| Required task 1 |
Pull out every line of the listing that contains the word "coat", and copy each of those lines in full.

| Provided passage |

____

These talks have been going on for three years, but all Straw would say before the Paris meeting was: "It is difficult negotiating with Iran."

The Vienna-based International Atomic Energy Agency was said to be equally resigned to failure, but some reports suggested the Iranians might attempt to buy time by going part of the way towards a compromise.

Deadlock could leave the Europeans with little room to move, despite their resentment, shared by the agency's board of governors, over Washington's bogus claims about Iraq's weapons of mass destruction as part of the case for war against Saddam Hussein.

If the Paris meeting failed, the Europeans might have to back a US demand that a meeting of the agency on November 25 refer Iran to the UN Security Council, where it could be targeted with economic sanctions.

But Vienna-based diplomats also said that the agency's head, Mohamed ElBaradei, might try to thwart the US. It is thought his report to the meeting may question the extent to which Iran's fuel cycle activities are out of proportion with the rest of its nuclear program, but at the same time state that his staff have found no evidence of the diversion of nuclear material to weapons.

In the meantime, the US is obliged to focus on its attempts to control events in Iraq.

It hopes a planned assault on Falluja might prove the effectiveness of Iraq's new security forces, which are so distrusted by their American trainers and minders that often their weapons are confiscated.

This is the weakness in the US exit plan in Iraq. The theory is that if the Iraqi forces can be trained to impose security, then the US can pull back as all the elements of a democracy fall into place.

But the insurgency still has a grip on parts of the country and exasperated US officers are constantly accusing Iraqi police and military recruits of providing strategic information to the insurgents.

After last month's execution of 49 military trainees, who were unarmed because they were not trusted to keep their weapons during home visits, a senior Iraqi official told Newsweek: "The infiltration is all over, from the top to the bottom, from decision-making to the lower levels."

One of his colleagues added: "Things are getting really bad. The initiative is in [the insurgents'] hands right now. This approach of being lenient and accommodating has really backfired - they see this as weakness."

Despite Washington's hopes and predictions, the insurgency gets stronger and bolder.

The US hopes that an all-out assault on Falluja will change that, but the likelihood is that when the Marines fight their way into the city, most of its defenders will have melted away to fight in other parts of the country.

In which case, the fighting will continue, the elections that the US wants to be held in January will be in doubt and so will be democracy in Iraq.

In the first Bush term, only two people in the presidential loop had the opportunity to challenge his insistence that the Iraq adventure had to be a part of the "war on terror" - Tony Blair and Colin Powell.

History will remember both of them as the flawed individuals who went along for a dangerous ride instead of getting off the bus.

With Powell widely reported to be ready to pack his broken principles and quit as Secretary of State, Blair may be left alone.

This week he came in on cue - making yet another empty call for the US to revive the Israeli-Palestinian peace process. Why would Bush listen to him when he has never done so in the past? Why might the Palestinians believe him, when he has delivered nothing despite all his pious words?

Blair has been Bush-whacked before. He'll be bushwhacked again.

____

| Required task 2 |
Reproduce the passage on Iran and Iraq between "Despite Washington's hopes" and "off the bus.", inclusive, with "Marines" swapped for "troops".

| Exercise input |
____

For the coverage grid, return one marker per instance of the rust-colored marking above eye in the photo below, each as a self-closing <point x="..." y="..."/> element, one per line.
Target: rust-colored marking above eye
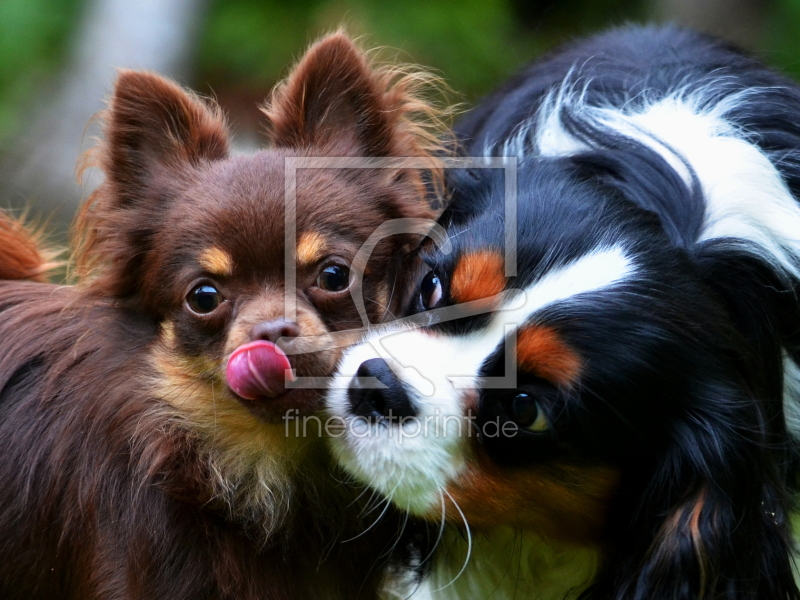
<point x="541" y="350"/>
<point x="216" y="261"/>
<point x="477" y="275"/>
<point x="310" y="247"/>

____

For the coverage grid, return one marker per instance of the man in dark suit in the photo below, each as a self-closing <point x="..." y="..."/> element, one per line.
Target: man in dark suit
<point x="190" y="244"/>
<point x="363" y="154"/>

____

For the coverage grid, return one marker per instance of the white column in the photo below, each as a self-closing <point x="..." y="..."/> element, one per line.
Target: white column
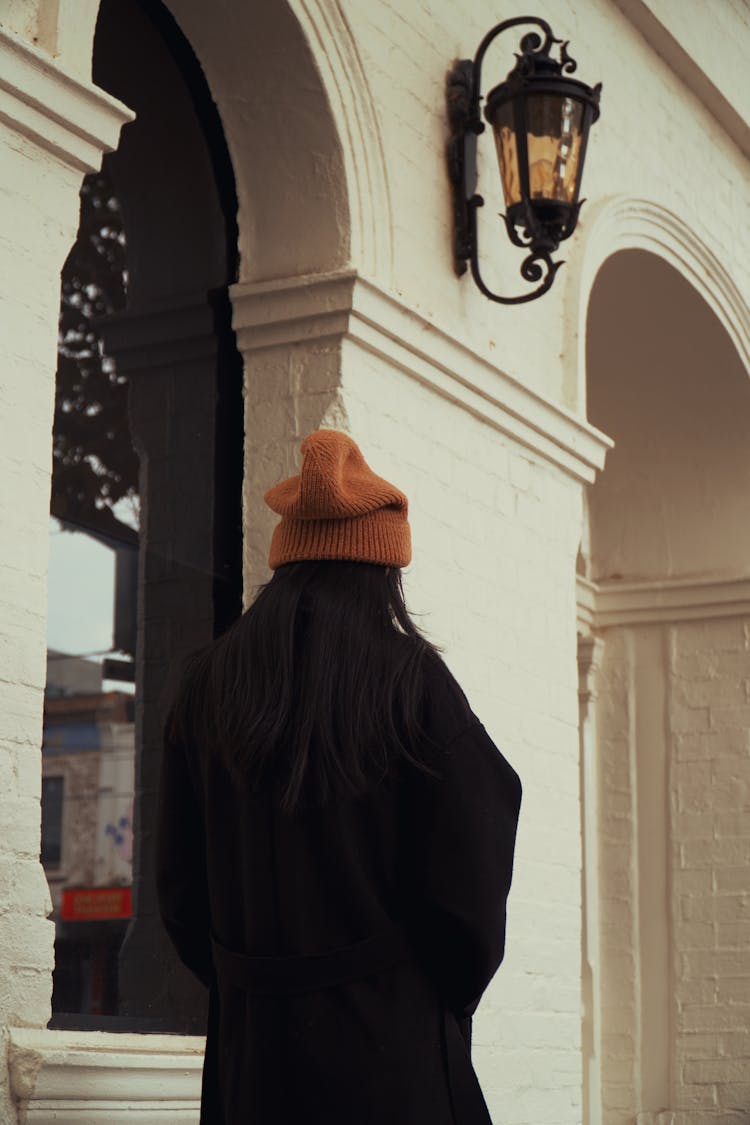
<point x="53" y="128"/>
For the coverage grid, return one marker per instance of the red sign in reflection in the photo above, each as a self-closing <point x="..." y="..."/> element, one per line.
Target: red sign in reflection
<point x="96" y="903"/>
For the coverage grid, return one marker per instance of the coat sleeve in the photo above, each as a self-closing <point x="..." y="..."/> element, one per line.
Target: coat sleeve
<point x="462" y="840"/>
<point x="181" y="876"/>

____

| Task output 1 |
For the coverage grid, return one marker per instance of the coat sleeve in the photo above, each as a self-closing <point x="..." y="..."/> element, one per line.
Target: coat sleeve

| Task output 2 |
Despite Washington's hopes and predictions, the insurgency gets stronger and bolder.

The US hopes that an all-out assault on Falluja will change that, but the likelihood is that when the troops fight their way into the city, most of its defenders will have melted away to fight in other parts of the country.

In which case, the fighting will continue, the elections that the US wants to be held in January will be in doubt and so will be democracy in Iraq.

In the first Bush term, only two people in the presidential loop had the opportunity to challenge his insistence that the Iraq adventure had to be a part of the "war on terror" - Tony Blair and Colin Powell.

History will remember both of them as the flawed individuals who went along for a dangerous ride instead of getting off the bus.